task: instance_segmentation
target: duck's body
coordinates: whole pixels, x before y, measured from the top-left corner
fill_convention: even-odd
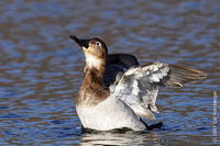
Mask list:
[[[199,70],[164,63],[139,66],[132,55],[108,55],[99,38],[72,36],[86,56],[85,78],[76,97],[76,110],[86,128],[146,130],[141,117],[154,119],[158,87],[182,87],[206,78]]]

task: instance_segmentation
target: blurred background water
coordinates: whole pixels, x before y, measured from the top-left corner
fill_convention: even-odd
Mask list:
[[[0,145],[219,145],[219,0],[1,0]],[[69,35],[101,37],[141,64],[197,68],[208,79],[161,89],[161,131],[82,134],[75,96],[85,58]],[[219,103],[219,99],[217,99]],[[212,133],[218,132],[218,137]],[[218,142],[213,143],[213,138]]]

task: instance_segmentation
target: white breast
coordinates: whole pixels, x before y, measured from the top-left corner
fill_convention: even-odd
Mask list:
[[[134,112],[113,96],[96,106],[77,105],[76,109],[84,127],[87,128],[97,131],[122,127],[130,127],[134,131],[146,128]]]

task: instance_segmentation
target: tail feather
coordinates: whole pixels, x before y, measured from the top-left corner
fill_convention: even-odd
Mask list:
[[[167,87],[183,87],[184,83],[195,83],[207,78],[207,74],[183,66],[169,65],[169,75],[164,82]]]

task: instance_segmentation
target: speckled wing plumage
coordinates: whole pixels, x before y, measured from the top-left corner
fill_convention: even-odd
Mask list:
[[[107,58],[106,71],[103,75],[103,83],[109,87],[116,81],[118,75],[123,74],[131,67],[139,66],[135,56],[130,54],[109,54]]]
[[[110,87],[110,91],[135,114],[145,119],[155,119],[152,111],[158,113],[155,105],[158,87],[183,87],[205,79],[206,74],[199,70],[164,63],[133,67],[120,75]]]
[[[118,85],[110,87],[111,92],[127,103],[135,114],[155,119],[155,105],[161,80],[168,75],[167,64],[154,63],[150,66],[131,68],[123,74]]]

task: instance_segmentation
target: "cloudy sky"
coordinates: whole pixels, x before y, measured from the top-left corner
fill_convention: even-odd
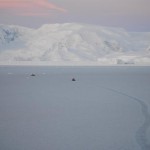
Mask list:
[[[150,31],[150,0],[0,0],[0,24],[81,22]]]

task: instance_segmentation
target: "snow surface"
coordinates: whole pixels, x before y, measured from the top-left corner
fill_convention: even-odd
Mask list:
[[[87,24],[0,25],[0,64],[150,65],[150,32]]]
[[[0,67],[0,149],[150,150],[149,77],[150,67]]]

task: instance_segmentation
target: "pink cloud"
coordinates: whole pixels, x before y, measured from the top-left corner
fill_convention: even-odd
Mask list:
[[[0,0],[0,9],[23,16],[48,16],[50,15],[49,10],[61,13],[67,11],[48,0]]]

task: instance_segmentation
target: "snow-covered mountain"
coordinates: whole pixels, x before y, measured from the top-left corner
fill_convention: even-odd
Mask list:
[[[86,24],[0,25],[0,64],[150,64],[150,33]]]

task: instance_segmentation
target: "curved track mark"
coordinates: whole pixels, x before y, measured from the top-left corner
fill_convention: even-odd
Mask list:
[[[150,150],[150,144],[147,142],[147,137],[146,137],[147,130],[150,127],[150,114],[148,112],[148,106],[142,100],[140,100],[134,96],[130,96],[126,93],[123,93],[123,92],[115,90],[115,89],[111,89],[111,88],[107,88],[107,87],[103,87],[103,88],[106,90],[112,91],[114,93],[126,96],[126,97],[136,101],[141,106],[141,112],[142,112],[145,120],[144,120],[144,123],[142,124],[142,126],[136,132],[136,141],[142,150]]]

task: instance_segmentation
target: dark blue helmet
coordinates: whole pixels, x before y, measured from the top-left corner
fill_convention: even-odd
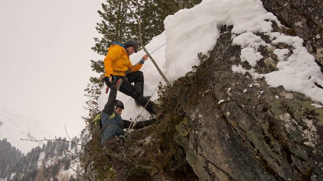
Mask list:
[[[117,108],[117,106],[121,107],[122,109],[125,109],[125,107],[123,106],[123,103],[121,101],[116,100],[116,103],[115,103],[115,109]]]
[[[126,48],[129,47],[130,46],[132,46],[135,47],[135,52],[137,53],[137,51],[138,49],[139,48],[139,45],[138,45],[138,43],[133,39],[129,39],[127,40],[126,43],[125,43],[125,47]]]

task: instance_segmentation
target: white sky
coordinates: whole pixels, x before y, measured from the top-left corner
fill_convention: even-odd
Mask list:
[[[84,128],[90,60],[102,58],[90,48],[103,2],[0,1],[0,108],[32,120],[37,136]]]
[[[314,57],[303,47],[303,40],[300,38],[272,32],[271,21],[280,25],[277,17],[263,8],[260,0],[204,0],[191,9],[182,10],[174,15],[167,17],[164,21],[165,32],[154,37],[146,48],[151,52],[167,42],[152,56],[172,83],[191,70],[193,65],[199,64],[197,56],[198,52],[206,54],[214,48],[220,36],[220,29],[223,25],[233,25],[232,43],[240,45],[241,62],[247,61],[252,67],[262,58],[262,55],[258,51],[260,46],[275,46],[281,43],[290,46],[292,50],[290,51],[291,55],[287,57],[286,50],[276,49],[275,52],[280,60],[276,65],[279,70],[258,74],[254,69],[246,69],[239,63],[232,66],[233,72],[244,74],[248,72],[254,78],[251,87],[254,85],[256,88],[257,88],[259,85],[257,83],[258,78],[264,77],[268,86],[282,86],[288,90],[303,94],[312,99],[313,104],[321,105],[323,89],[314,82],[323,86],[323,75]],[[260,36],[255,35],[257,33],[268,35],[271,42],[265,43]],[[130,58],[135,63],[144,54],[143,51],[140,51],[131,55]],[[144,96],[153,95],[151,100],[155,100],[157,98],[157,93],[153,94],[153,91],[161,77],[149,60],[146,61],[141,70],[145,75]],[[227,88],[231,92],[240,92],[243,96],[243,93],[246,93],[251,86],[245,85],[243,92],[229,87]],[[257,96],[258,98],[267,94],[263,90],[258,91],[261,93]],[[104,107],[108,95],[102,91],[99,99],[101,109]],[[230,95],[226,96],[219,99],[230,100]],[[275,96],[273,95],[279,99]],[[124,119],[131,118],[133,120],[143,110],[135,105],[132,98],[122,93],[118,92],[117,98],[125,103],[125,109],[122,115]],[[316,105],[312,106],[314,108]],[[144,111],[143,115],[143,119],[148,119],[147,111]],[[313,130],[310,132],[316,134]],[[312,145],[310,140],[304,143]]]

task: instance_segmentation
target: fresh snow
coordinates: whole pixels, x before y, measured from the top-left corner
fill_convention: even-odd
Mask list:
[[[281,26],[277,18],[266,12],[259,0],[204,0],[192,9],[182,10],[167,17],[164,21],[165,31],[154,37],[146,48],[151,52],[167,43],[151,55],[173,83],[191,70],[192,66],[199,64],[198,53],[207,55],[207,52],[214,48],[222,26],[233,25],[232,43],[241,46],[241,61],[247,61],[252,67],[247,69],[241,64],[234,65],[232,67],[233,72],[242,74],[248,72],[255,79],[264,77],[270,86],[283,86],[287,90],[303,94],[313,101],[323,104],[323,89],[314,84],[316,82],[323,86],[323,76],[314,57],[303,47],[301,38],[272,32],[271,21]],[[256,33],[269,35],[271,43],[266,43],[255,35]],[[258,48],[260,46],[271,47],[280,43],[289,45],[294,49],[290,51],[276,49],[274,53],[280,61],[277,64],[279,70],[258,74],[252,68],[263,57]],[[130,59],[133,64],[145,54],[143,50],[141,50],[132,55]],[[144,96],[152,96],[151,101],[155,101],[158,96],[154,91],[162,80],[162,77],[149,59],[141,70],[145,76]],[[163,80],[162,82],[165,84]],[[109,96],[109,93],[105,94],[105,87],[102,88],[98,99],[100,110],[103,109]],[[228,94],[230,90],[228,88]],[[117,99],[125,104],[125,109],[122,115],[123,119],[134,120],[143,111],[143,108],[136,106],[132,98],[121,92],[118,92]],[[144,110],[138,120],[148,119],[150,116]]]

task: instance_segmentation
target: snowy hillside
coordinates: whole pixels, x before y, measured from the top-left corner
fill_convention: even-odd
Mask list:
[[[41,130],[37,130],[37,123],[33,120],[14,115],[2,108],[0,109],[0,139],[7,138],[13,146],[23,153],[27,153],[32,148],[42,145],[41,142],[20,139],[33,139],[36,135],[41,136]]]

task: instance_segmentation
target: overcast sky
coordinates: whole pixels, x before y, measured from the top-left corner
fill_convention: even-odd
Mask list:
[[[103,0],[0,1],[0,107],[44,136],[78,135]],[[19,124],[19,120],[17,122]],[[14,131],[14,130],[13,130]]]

● ● ● ●

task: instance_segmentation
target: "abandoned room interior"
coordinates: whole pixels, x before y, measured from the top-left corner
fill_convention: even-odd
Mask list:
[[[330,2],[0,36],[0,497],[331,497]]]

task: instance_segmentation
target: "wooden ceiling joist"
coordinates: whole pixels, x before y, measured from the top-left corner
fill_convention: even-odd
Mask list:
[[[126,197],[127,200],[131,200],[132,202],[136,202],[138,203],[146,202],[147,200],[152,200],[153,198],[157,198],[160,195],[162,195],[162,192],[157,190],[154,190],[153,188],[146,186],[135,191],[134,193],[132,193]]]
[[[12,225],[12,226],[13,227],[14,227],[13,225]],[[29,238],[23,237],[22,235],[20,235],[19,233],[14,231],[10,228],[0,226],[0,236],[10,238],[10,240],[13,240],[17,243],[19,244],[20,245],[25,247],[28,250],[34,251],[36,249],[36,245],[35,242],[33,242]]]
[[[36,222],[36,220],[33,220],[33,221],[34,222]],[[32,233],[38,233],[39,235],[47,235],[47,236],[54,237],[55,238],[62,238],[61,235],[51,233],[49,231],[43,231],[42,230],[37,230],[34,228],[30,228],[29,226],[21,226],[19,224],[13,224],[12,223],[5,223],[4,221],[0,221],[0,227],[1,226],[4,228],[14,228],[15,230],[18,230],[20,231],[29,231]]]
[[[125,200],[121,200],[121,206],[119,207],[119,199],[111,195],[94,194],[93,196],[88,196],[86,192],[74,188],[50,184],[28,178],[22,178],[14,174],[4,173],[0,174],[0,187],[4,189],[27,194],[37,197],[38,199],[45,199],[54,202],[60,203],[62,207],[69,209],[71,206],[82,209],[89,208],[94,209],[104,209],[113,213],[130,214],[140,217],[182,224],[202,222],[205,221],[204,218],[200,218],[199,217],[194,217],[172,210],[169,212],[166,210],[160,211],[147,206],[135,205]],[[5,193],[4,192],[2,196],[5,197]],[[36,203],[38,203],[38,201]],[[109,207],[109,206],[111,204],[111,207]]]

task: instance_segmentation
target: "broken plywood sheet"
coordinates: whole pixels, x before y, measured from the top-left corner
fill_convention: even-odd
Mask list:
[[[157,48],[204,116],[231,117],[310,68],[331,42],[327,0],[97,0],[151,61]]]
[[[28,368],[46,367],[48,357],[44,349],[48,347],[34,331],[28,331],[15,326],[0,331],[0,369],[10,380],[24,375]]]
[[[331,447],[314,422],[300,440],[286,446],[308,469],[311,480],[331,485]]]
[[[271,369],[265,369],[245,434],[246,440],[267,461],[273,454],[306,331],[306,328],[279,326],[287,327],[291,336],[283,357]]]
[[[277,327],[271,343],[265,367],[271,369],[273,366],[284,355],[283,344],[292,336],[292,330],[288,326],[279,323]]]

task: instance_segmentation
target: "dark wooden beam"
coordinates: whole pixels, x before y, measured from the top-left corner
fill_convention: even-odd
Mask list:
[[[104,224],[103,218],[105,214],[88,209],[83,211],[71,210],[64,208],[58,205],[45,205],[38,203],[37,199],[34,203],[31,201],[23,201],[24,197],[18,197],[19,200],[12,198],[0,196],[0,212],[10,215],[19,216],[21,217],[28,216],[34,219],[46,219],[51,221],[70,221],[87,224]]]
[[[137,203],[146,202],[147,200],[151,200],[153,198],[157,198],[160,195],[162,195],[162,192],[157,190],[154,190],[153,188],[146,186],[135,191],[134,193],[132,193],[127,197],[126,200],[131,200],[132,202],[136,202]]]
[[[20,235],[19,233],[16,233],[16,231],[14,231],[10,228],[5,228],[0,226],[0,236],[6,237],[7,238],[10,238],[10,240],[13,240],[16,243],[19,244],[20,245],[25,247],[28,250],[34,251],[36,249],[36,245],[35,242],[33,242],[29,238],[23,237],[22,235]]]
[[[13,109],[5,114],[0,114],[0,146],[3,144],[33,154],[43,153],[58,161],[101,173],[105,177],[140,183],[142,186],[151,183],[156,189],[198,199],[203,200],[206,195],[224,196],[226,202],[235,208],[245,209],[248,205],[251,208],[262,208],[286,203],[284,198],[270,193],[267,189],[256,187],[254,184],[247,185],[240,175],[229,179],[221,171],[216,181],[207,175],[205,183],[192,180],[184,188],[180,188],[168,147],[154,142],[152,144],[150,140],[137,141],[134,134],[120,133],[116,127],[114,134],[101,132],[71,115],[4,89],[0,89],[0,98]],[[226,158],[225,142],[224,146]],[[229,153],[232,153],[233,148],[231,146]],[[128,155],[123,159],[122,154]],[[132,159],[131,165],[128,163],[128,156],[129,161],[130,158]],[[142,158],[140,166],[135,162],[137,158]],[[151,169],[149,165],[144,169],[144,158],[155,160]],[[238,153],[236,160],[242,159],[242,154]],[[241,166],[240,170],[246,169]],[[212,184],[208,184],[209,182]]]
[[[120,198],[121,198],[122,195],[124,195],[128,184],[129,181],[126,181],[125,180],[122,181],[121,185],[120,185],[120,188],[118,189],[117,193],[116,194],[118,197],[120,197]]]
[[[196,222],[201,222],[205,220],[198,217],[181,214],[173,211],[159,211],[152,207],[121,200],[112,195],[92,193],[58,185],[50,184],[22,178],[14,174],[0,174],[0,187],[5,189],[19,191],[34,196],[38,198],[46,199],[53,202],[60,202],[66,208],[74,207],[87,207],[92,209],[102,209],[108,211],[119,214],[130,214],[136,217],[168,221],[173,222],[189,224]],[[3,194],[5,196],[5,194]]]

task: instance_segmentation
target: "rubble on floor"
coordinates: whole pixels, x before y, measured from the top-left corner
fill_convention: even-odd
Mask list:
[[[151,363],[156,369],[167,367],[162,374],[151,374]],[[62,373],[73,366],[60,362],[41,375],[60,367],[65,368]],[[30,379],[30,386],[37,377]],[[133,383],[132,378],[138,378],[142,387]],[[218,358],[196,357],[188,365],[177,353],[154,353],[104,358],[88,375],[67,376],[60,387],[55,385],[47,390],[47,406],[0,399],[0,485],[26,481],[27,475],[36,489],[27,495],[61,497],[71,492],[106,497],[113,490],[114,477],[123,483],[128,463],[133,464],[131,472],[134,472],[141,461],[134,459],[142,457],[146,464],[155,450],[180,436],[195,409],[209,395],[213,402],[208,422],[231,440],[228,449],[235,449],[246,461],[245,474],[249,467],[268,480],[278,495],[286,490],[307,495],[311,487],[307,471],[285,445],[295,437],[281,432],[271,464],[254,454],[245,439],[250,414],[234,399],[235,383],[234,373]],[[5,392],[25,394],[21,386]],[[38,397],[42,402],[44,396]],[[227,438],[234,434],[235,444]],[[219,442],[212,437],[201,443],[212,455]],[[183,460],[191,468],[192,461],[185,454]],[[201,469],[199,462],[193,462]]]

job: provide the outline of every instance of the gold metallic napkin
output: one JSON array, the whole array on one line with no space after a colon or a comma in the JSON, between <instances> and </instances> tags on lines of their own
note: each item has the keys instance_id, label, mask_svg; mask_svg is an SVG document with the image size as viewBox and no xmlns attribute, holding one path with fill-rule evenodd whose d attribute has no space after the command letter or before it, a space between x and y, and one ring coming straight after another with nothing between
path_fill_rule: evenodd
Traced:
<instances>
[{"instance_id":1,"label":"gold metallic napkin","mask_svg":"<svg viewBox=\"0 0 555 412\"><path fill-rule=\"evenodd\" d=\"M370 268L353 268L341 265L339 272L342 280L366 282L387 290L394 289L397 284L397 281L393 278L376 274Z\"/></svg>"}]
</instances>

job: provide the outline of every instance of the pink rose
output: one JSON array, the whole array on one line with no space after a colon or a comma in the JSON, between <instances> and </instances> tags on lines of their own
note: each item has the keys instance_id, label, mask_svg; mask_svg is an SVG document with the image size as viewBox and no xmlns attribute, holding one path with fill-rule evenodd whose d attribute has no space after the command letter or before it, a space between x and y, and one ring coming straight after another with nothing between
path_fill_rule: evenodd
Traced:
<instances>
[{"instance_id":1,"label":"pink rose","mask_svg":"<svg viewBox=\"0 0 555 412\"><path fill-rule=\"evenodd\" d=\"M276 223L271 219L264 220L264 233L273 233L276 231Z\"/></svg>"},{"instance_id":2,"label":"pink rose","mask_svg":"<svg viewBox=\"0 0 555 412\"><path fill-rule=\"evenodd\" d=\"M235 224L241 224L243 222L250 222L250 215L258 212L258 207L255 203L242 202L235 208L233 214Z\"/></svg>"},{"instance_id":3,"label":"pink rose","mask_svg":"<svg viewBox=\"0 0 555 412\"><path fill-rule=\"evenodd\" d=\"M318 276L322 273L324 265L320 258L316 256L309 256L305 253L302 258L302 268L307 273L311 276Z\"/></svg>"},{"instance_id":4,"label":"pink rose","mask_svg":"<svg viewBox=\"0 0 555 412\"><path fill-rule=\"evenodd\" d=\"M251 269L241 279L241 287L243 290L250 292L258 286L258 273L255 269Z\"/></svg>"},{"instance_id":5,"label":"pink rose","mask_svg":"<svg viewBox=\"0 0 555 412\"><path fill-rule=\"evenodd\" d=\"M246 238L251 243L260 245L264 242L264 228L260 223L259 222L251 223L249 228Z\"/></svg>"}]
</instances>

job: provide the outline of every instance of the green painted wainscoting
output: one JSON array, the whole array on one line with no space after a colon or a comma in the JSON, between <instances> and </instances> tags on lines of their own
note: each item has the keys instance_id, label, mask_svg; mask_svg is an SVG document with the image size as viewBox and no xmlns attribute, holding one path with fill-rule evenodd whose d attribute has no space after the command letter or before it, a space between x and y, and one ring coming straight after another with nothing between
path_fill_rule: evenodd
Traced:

● ● ● ●

* **Stated task**:
Please extract every line of the material above that contains the word "white".

* **Expected answer**:
target: white breast
target: white sky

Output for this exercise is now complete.